TASK » Reproduce the lines from the line with "In this exercise you will locate the patterned" to the line with "[(86, 319)]", switching "white plastic chair" to "folding chair" and leaving everything else unchanged.
________________
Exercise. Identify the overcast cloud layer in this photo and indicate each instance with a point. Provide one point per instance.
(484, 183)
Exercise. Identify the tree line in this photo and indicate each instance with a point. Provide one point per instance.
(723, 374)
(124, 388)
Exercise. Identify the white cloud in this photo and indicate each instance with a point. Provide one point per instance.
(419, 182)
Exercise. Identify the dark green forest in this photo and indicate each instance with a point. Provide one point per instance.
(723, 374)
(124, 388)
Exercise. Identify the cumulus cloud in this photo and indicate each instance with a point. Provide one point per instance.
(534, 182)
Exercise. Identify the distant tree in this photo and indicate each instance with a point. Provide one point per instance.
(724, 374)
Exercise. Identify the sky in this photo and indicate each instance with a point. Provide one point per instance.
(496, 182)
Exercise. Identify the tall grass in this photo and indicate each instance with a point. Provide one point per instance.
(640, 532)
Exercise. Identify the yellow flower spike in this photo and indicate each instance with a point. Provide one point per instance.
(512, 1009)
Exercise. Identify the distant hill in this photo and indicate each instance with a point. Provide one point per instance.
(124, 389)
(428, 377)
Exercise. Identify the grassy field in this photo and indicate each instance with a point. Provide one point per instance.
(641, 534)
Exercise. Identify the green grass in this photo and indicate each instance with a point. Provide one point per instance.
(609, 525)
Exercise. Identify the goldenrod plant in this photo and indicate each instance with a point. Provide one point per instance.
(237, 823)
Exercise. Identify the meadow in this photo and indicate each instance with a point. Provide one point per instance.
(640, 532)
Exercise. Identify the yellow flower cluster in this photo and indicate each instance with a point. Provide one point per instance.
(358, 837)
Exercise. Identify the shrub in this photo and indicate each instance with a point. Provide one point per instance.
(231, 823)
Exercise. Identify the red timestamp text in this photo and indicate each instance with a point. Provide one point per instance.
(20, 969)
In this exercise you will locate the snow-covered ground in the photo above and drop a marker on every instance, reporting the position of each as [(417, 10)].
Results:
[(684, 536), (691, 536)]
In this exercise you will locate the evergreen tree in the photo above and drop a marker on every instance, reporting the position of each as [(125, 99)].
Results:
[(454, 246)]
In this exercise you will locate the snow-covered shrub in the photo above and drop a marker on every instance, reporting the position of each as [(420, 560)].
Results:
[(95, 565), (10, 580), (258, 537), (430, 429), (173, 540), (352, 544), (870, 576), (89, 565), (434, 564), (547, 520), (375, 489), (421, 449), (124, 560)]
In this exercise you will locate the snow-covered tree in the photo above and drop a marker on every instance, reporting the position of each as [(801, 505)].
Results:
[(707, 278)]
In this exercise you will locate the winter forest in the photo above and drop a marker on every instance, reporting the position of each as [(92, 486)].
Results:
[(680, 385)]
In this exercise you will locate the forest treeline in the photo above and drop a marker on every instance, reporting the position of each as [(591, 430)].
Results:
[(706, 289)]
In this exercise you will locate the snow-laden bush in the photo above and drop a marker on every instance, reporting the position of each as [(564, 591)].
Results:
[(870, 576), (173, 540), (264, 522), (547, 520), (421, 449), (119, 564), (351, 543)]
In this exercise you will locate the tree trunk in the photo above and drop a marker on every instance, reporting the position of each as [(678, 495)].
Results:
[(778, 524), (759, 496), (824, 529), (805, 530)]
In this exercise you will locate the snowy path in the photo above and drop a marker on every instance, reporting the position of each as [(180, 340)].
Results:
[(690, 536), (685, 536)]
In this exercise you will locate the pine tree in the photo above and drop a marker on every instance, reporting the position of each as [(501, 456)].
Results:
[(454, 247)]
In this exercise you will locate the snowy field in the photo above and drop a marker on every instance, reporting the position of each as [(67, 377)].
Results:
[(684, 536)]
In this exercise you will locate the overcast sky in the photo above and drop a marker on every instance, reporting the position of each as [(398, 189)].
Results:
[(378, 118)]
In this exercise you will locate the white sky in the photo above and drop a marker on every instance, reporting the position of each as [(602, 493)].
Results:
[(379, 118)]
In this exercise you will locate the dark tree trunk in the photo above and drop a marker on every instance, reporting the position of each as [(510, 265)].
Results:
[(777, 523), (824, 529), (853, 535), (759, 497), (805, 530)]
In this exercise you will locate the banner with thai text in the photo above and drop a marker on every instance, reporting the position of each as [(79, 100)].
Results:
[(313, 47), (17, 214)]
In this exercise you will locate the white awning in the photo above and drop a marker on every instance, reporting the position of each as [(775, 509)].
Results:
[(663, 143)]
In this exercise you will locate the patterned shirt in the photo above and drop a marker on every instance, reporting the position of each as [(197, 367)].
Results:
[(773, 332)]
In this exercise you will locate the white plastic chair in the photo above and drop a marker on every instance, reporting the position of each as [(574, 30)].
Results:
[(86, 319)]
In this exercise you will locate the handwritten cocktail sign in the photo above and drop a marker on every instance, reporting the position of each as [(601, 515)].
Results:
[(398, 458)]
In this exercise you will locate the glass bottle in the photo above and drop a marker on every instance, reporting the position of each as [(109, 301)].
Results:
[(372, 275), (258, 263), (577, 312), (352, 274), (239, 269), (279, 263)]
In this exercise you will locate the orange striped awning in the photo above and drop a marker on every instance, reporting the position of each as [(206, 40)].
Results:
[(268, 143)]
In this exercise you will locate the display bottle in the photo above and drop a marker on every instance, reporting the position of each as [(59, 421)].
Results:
________________
WRITTEN ANSWER »
In this exercise you will locate the patterned shirt in the photo above and drop a marker on every instance, reporting the position of each as [(197, 367)].
Results:
[(773, 332)]
In this exercise you will locate the folding chair in the photo above and drop a marker on every instance, reporting the position of each as [(574, 30)].
Results:
[(86, 319)]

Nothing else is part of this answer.